# Task prompt
Write out the data that follows. Keep every character unchanged.

[Saved entries]
--

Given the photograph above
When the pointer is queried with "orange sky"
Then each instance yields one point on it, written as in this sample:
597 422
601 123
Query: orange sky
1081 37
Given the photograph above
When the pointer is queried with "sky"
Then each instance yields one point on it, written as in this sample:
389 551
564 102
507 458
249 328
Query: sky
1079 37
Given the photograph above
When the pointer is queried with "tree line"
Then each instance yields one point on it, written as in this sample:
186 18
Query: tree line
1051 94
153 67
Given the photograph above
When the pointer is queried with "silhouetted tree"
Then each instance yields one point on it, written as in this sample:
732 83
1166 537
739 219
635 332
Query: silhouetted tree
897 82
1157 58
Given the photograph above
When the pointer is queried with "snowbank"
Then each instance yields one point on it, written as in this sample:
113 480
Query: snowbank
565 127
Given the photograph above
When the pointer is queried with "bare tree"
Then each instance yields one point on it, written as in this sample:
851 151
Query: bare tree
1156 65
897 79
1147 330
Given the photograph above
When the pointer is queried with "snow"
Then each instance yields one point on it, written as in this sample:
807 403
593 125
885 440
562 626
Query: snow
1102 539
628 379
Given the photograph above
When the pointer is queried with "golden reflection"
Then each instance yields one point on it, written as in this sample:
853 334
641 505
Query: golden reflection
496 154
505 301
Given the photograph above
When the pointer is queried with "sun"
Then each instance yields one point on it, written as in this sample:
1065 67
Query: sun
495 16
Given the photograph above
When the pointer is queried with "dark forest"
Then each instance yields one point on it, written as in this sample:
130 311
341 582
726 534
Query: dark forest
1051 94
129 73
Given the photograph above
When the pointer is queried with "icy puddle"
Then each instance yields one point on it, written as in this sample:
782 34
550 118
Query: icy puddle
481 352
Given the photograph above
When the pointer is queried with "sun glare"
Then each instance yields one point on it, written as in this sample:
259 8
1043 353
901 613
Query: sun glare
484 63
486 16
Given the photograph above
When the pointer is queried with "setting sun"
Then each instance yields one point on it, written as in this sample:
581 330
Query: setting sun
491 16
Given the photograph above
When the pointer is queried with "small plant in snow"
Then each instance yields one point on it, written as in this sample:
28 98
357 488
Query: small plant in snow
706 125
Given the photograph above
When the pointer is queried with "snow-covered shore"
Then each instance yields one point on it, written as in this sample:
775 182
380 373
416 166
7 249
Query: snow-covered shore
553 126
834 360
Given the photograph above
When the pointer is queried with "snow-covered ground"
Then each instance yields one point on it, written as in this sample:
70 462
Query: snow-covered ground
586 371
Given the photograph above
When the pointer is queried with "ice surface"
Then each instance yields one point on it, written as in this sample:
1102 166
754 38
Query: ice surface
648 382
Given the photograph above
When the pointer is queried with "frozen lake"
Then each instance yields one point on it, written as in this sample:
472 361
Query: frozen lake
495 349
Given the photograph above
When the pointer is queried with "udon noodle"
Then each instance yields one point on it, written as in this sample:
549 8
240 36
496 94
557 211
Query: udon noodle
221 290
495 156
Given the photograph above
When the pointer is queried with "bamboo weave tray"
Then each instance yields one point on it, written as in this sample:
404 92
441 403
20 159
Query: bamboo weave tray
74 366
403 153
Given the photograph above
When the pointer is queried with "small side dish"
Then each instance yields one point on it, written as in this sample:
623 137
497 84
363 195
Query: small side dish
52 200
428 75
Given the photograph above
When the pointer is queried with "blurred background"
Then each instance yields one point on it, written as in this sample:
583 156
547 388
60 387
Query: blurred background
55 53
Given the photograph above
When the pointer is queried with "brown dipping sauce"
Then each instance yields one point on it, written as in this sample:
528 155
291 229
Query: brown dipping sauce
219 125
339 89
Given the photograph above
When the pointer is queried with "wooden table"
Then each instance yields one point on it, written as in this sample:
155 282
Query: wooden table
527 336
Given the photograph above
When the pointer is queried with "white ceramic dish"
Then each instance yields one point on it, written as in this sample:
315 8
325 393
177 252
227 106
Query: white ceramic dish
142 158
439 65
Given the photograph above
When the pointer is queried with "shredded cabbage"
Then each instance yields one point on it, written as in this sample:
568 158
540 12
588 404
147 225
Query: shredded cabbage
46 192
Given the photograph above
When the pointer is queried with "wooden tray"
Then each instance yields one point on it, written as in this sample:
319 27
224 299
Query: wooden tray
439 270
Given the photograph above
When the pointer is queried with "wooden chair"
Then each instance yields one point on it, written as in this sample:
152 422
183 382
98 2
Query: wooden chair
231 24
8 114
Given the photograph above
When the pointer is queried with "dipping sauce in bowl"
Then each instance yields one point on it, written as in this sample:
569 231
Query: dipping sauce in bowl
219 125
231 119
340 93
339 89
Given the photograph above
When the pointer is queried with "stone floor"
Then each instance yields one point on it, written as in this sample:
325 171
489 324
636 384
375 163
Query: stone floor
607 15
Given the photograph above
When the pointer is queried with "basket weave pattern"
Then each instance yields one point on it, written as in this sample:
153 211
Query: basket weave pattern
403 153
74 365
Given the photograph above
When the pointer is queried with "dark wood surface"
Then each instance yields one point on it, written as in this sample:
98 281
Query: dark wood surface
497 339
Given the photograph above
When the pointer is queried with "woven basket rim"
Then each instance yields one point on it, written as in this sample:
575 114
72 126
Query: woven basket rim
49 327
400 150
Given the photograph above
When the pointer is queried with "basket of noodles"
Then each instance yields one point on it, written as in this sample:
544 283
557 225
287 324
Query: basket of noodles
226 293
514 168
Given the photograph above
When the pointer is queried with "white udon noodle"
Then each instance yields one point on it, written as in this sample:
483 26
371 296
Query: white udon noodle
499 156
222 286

--

# Task answer
Given the photograph above
When the pointer is queried with "orange sky"
Then each instance yields one point on it, written as in this sample:
597 422
601 123
Query: orange sky
1081 37
Given the photograph above
When the pointer is queried with "sky"
Then each instance yields one point on it, written as in this sample:
389 551
564 102
507 458
249 328
Query: sky
1079 37
Given the photograph above
When the pointer is queried with "tree line"
Then each instance yields one point on it, written as in this sample:
186 18
Query: tree line
1051 94
153 67
Given the photograph above
When the pointer is queried with "silhouetted tree"
Then each instance yields one point on it, written as in this sample:
732 83
1166 537
739 219
635 332
Query: silhouetted tree
897 82
1157 58
Given the photograph above
When the pointer is queried with "snowbank"
Then each instance yields one point on it, written as in this sample:
113 480
Query: snowbank
565 127
Given the photograph above
When the pointer is queried with "bare tree"
Then each instance yields one point on it, written as in this sample:
851 151
Query: bare tree
1156 65
897 79
1147 330
Given the photograph above
When the pointer is queried with "snow"
Then each instance yields one point on it, written as in this sample:
807 403
593 125
885 440
562 626
Query: snow
1102 539
628 379
Given the photograph above
When the pointer is queried with "golden reflection"
Then each instance yields one point on it, written as in this sample:
853 334
641 505
Query: golden reflection
496 154
505 301
Given the photograph above
When the pointer is queried with "sun"
Then each instance yields one point on it, written as in this sample:
1065 67
Query: sun
495 16
Given the photograph above
When the pointer is queried with "dark forest"
Then each instance yields one point on it, written as in this sample:
130 311
341 582
726 534
Query: dark forest
1051 94
129 73
Given the photograph above
When the pointer is queried with "icy puddle"
Then each instance yields one point on it, written as in this sample:
782 34
550 118
Query: icy puddle
481 352
Given the photograph above
When the pointer is queried with "sun glare"
Then each instance yields one point on it, written as in this sample:
259 8
1043 353
901 613
Query: sun glare
484 63
486 16
Given the photograph above
When the pointer is queried with "setting sun"
Then each instance yields one point on it, written as in this sample:
581 330
Query: setting sun
491 16
Given the photograph above
When the pointer is queried with "small plant in snow"
Then each instance yields one point on it, written as in this sample:
28 98
357 488
Query: small plant in snow
706 125
Given the photograph above
When the pointer is queried with "snow-covered shore"
Then each instance yields one point on it, written as in this sample:
775 182
380 373
416 166
7 249
Query: snow-covered shore
553 126
834 360
Given the photograph above
When the pointer is queried with "snow-covered ground"
Then each instance yields one point on it, written as in this sample:
70 462
Query: snow-covered ground
586 371
Given the photograph above
When the pointer is queried with "ice surface"
Then each instance yields one point on it, written as in this sample:
1102 166
754 38
Query: ice surface
648 382
Given the photograph above
When the pointer is queried with "frozen lake"
Then each instance yields one point on it, written as in this sample:
472 361
Query: frozen lake
495 349
Given the photograph above
When the pointer is queried with "udon noodle"
Then each instance yields one point on it, written as in this sample:
549 8
240 36
496 94
557 211
Query: udon noodle
221 290
495 156
Given the photograph above
When the pointer is queried with "bamboo weave tray"
Then each instance yields one point on it, written as in this sample:
404 92
441 403
20 159
Query: bamboo weave tray
74 366
403 153
Given the photograph above
When the pointer is queried with "small side dish"
Then each instance yields one point on it, written as in this sample:
623 137
497 84
363 195
Query: small side dish
52 200
428 75
Given the photograph above
When the pointer is queried with "blurred background"
Then each instance yields one point on it, written as in this sample:
583 156
547 388
60 387
Query: blurred background
55 53
Given the photograph above
When the pointer is queried with "brown dipping sauce"
Then each instance yields one point on it, written as in this sample:
528 155
291 229
Query: brown dipping sauce
219 125
339 89
Given the photograph above
When the pointer is queried with "wooden table"
Then each instance yields one point on it, written as in this sample:
155 282
Query: wooden table
527 336
Given the photograph above
When the pointer is queried with "white ceramic dish"
Then each instance yields one point on it, written as in this sample:
315 8
325 393
177 252
227 106
Query: white ceramic dish
142 158
439 65
Given the photograph above
When the pointer is queried with "shredded cabbage"
Then each instance yields one point on it, written as in this sample:
568 158
540 12
588 404
147 225
Query: shredded cabbage
46 192
Given the photograph above
When the pointer is queried with "wooden tray"
Then each instance yields one point on it, written as in this sample:
319 27
224 299
Query: wooden tray
439 270
Given the photograph above
When the pointer is queried with "wooden chair"
Then each instance yields one point on it, written as in this sample:
152 422
183 382
98 2
Query: wooden chair
231 24
8 114
Given the photograph above
When the pointer is queried with "dipping sauce in bowl"
Then each instance yields one point on it, written as in this sample:
569 231
Query: dipping sauce in bowl
219 125
231 119
340 93
339 89
Given the photograph above
When the pointer is queried with "stone floor"
Then each instance yields one point on it, written as in this sample:
325 171
489 324
636 384
375 163
Query: stone floor
607 15
Given the photograph above
When the pointer is queried with "basket weave pattern"
Then each instance yields one point on it, written as in this sample:
153 211
Query: basket weave pattern
403 153
74 365
Given the photograph above
When the pointer is queried with "dark wood surface"
Then each instance yields one point on it, written as in this sample:
98 281
Query: dark wood surface
497 339
Given the photograph above
When the pointer is queried with "woven basket rim"
Then each instance yields one point on it, written as in this sample:
575 114
72 126
Query: woven basket rim
49 327
400 150
Given the photograph above
When the pointer is queried with "basket of noodles"
Then each instance yields one point on it, written as in this sample:
544 283
557 225
287 324
Query: basket of noodles
226 293
514 168
Given the photograph above
When the pointer is queried with "white udon noodle"
Then each instance yields one point on it, written as in this sample:
483 26
371 296
Query: white udon noodle
499 156
222 286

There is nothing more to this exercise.